• [Objective]: Output every one of the records below word for word, with the pictures left out.

▬▬▬▬▬▬▬▬▬▬

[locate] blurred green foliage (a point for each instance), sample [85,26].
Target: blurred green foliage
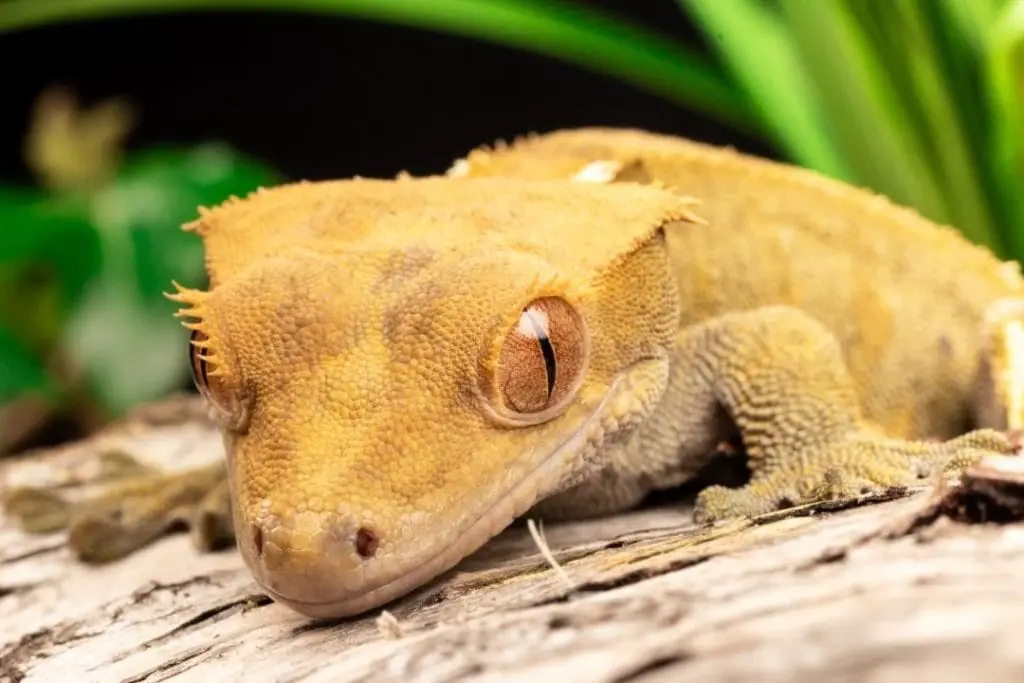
[918,99]
[86,255]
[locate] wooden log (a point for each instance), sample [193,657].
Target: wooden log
[880,592]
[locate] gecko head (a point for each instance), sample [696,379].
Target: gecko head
[402,368]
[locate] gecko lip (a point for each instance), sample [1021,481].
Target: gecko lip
[509,505]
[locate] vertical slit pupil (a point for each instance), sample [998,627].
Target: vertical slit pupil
[547,349]
[198,365]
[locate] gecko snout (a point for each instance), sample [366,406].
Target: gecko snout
[308,559]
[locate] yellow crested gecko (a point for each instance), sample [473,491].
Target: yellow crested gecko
[401,368]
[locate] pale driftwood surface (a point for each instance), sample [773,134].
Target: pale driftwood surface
[649,599]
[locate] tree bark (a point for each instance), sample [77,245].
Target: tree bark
[876,592]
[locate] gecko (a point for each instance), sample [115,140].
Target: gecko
[400,368]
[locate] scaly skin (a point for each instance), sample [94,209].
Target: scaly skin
[371,351]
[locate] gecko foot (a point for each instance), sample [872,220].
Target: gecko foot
[136,508]
[857,466]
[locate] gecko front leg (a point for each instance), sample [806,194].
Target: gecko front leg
[780,377]
[136,506]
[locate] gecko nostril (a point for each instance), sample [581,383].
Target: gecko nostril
[258,539]
[366,543]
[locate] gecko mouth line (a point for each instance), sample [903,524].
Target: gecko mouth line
[494,520]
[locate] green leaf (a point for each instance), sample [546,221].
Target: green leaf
[48,252]
[124,334]
[20,371]
[1005,78]
[572,32]
[755,43]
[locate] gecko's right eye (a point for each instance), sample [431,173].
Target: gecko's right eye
[543,357]
[198,364]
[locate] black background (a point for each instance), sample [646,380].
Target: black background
[321,96]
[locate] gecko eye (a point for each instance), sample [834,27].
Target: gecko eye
[201,377]
[198,364]
[543,356]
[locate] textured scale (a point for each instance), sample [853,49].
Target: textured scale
[356,341]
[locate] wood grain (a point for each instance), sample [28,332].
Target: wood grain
[853,595]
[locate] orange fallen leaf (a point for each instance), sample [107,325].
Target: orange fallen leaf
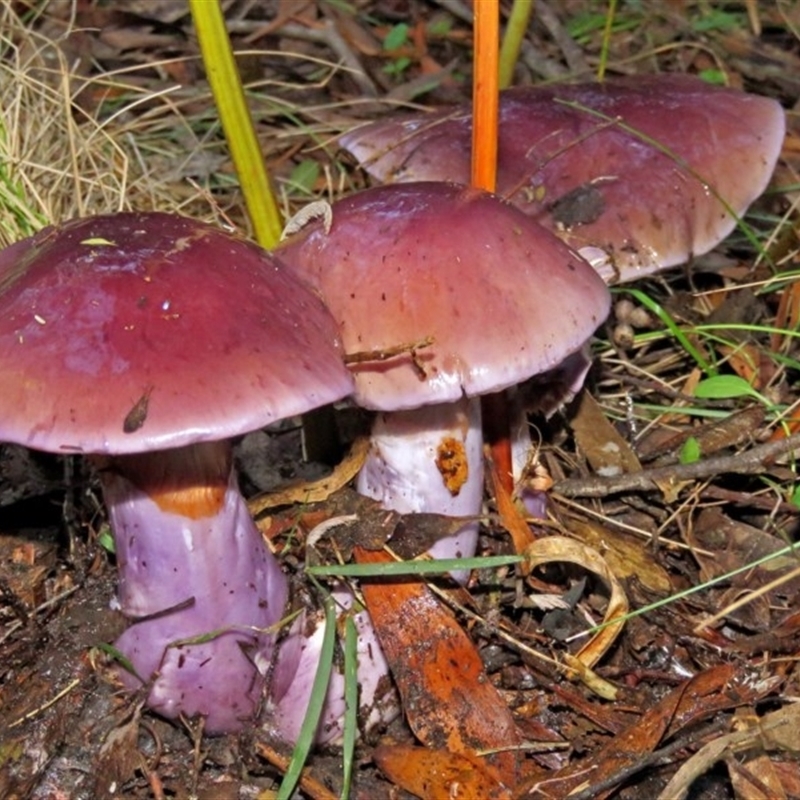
[449,701]
[513,521]
[439,774]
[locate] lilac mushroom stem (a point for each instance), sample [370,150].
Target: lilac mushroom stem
[197,582]
[430,459]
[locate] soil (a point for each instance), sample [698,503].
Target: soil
[67,731]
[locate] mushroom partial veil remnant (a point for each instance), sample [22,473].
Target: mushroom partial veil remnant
[644,173]
[494,297]
[149,340]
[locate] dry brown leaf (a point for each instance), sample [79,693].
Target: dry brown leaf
[605,449]
[510,516]
[625,557]
[314,491]
[778,730]
[449,701]
[561,548]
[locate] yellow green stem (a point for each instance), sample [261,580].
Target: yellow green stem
[226,86]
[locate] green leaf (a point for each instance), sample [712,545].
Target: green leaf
[724,387]
[308,729]
[106,539]
[690,452]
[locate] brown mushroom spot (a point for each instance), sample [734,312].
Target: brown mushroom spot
[451,461]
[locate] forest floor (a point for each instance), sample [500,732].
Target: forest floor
[105,107]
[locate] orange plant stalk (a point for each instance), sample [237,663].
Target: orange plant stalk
[485,88]
[485,101]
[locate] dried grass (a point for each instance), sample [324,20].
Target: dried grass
[73,145]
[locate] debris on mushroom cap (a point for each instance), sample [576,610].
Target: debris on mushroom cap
[130,332]
[500,297]
[637,167]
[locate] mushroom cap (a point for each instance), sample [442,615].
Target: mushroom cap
[501,298]
[637,167]
[133,332]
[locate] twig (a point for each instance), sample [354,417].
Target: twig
[750,461]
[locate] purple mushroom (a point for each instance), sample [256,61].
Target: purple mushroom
[643,172]
[497,298]
[149,340]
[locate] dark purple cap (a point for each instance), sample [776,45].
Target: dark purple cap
[133,332]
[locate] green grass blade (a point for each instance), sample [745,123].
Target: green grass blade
[351,703]
[656,309]
[437,566]
[308,730]
[512,40]
[237,124]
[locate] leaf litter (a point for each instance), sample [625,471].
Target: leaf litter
[107,109]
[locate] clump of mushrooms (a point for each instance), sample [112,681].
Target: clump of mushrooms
[149,341]
[644,173]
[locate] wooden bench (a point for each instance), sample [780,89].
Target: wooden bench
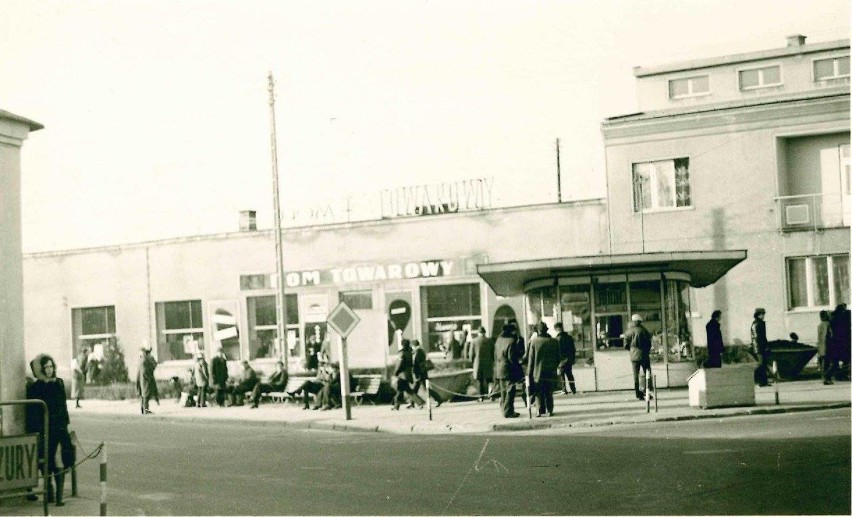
[293,383]
[367,385]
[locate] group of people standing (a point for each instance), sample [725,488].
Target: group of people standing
[411,374]
[325,387]
[833,341]
[537,367]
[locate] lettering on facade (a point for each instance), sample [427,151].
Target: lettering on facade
[438,198]
[372,273]
[18,458]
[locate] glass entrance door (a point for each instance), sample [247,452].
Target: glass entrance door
[610,328]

▬▬▬▬▬▬▬▬▬▬

• [Right answer]:
[locate] blurred green foliage (a point for each instance), sample [85,26].
Target: blurred green foliage
[918,99]
[86,255]
[locate] wooden log (a point for each instance), sample [193,657].
Target: wooden log
[880,592]
[locate] gecko head (a point for each instance), sample [696,379].
Target: gecko head
[402,368]
[locate] gecko lip (a point for each instance), sample [1021,481].
Target: gecko lip
[509,505]
[locate] vertical slit pupil (a point for each instance), sample [998,627].
Target: vertical slit pupil
[547,349]
[198,365]
[locate] gecko snout (a point for each instance), sample [366,406].
Target: gecko snout
[308,559]
[locate] yellow crested gecko (a point for each instance), sample [473,491].
Target: yellow crested gecko
[401,368]
[locate] pale driftwood surface (a point for each instance), sample [773,134].
Target: pale driftwood surface
[649,599]
[locate] tree bark (a point for each instance), sample [77,245].
Target: tree bark
[876,592]
[locate] gecko (a point for each instance), sample [115,140].
Target: gecko
[400,368]
[locate] scaly skin (a point for each instance), sample [94,209].
Target: scaly skin
[371,351]
[locate] gecko foot (a point for each instance), sample [872,220].
Target: gecko foot
[136,508]
[857,466]
[locate] gecko front leg (a point for each instance), sample [806,194].
Target: gecko front leg
[780,377]
[136,506]
[locate] gecko nostril (a point for each instance), sample [581,383].
Target: gecko nostril
[258,539]
[366,543]
[locate] gecko mouth line (a point for each instance), sample [903,524].
Target: gecko mouth line
[494,520]
[locate] green leaf (a point for each instance), sample [546,221].
Target: green leaf
[48,252]
[124,334]
[20,371]
[1005,78]
[572,32]
[755,43]
[locate] gecko's right eye (a point for each instance), sample [431,173].
Target: gecko's right eye
[543,357]
[198,364]
[locate] black background (a point for each instance), sample [646,380].
Target: black background
[321,96]
[locate] gecko eye (a point for each instance), sample [834,27].
Target: gecko eye
[201,377]
[198,364]
[543,356]
[locate] textured scale (a point for each instance), sample [853,49].
Target: textured scale
[356,341]
[locate] wood grain (a point for each instance), sample [28,332].
Target: wood grain
[853,595]
[locate] orange fallen leaf (a point for each instance), sample [107,325].
Target: orange fallen leaf
[449,701]
[513,521]
[439,774]
[locate] lilac mushroom stem (a point for each instance), sample [370,150].
Target: lilac mushroom stem
[197,582]
[430,459]
[locate] soil (a point for each instance), sample [698,503].
Target: soil
[67,731]
[locate] mushroom partial veil remnant (a point for each instance), sample [22,473].
Target: mushroom partial veil remnant
[644,173]
[494,297]
[149,340]
[locate] dry brown leaf (a point for each instance), sample [79,693].
Target: dry brown leaf
[605,449]
[510,516]
[625,557]
[314,491]
[778,730]
[449,701]
[561,548]
[locate] yellow green stem (a point for each instance), sample [261,580].
Target: yellow green stem
[226,86]
[locate] green leaf (a point for each instance), sample [712,545].
Target: green leaf
[724,387]
[308,729]
[106,539]
[690,452]
[locate] brown mushroom spot (a point for each instance), sample [734,312].
Target: brown mushroom spot
[451,461]
[locate] forest floor (a point for each instance), sample [500,732].
Target: forest floor
[105,107]
[locate] orange plant stalk (a point for each instance), sample [237,663].
Target: orange plant stalk
[485,88]
[485,101]
[locate] dried grass (a point for each instance), sample [324,20].
Target: dried grass
[73,145]
[locate] debris on mushroom cap (a point for each instance), sample [576,610].
Target: debris on mushroom cap
[130,332]
[500,297]
[637,167]
[locate] mushroom cap (a point for each instance), sample [442,615].
Target: mushroom cap
[501,298]
[637,167]
[133,332]
[locate] twig (a point for each instance), sample [354,417].
Target: twig
[750,461]
[locate] purple mushroom (a point for each instance), sample [256,61].
Target: purple mushroom
[643,172]
[497,298]
[149,340]
[locate] dark purple cap (a point for each instance), sample [776,45].
Target: dark purple cap
[133,332]
[locate] green grass blade (a point for each instance), sample [745,123].
Target: green grass blade
[351,703]
[656,309]
[437,566]
[308,730]
[512,40]
[237,124]
[locate] leaf litter (a point for each instance), sample [625,471].
Target: leaf litter
[107,109]
[locate] clump of mushrooms (a point for each instance), sample [112,681].
Target: clump of mushrooms
[149,341]
[644,173]
[locate] wooden bench (a point for each instance), sample [780,89].
Target: wooden bench
[293,383]
[367,385]
[locate] group of people standing (a point for each instance), sample [725,488].
Target: group of people standing
[411,374]
[325,387]
[833,341]
[537,367]
[locate] lettering on facade (a point for each instance), sample [427,151].
Target: lettering on facade
[438,198]
[372,273]
[18,458]
[locate] glass entrance door (a point for each instance), sample [247,452].
Target: glass entrance door
[610,328]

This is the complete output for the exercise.